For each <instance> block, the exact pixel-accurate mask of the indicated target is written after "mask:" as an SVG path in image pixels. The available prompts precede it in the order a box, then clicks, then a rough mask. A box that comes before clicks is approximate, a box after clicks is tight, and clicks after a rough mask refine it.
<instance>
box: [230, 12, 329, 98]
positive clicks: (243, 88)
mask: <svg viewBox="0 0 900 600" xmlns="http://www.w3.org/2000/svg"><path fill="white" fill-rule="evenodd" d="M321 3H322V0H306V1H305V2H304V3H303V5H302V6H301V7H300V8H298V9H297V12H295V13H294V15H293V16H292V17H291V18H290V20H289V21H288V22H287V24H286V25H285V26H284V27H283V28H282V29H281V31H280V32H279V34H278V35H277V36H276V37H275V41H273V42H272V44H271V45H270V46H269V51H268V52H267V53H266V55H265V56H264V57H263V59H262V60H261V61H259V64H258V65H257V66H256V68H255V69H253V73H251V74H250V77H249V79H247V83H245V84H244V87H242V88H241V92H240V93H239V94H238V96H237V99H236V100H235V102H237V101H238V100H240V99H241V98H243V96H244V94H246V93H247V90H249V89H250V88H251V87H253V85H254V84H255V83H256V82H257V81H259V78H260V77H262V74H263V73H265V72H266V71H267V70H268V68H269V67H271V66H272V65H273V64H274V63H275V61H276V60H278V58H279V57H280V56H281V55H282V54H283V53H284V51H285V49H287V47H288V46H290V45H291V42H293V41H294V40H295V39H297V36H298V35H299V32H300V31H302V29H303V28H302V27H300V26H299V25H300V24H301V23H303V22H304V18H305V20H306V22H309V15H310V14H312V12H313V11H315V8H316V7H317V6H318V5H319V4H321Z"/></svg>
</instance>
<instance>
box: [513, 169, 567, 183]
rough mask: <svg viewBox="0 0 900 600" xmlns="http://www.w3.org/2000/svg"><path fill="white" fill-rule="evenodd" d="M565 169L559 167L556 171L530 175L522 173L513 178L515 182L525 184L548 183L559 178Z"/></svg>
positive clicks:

- - - - - - -

Reproduce every row above verbatim, character for character, including the SVG paths and coordinates.

- Output -
For each <instance> block, the exact pixel-accurate mask of the indicated target is written after "mask:" as an SVG path in image pixels. The available prompts precede it in the order a box, then clicks, then a rough mask. A box that comes before clicks is approximate, a box after clicks is tight, and clicks after a rough mask refine it.
<instance>
box: [230, 12, 329, 98]
positive clicks: (243, 88)
mask: <svg viewBox="0 0 900 600" xmlns="http://www.w3.org/2000/svg"><path fill="white" fill-rule="evenodd" d="M321 3H322V0H306V1H305V2H304V3H303V5H302V6H301V7H300V8H298V9H297V12H295V13H294V15H293V16H292V17H291V18H290V20H289V21H288V22H287V24H286V25H285V26H284V27H283V28H282V29H281V31H280V32H279V34H278V35H277V36H276V37H275V41H273V42H272V44H271V45H270V46H269V51H268V52H267V53H266V55H265V56H264V57H263V59H262V60H261V61H259V64H258V65H257V66H256V68H255V69H253V73H251V74H250V77H249V79H247V83H245V84H244V87H242V88H241V92H240V93H239V94H238V96H237V99H236V100H235V102H237V101H238V100H240V99H241V98H243V96H244V94H246V93H247V90H249V89H250V88H251V87H253V85H254V84H255V83H256V82H257V81H259V78H260V77H262V74H263V73H265V72H266V71H267V70H268V68H269V67H271V66H272V65H273V64H274V63H275V61H276V60H278V58H279V57H280V56H281V55H282V54H283V53H284V51H285V49H287V47H288V46H290V45H291V42H293V41H294V40H295V39H297V36H298V35H299V32H300V31H302V29H303V28H302V27H300V26H299V25H300V24H301V23H303V22H304V18H305V20H306V22H309V15H310V14H312V12H313V11H315V8H316V7H317V6H318V5H319V4H321Z"/></svg>
</instance>
<instance>
box: [513, 169, 567, 183]
rough mask: <svg viewBox="0 0 900 600" xmlns="http://www.w3.org/2000/svg"><path fill="white" fill-rule="evenodd" d="M565 169L559 167L556 171L530 175L522 173L513 178L515 182L525 184L548 183L559 178Z"/></svg>
positive clicks:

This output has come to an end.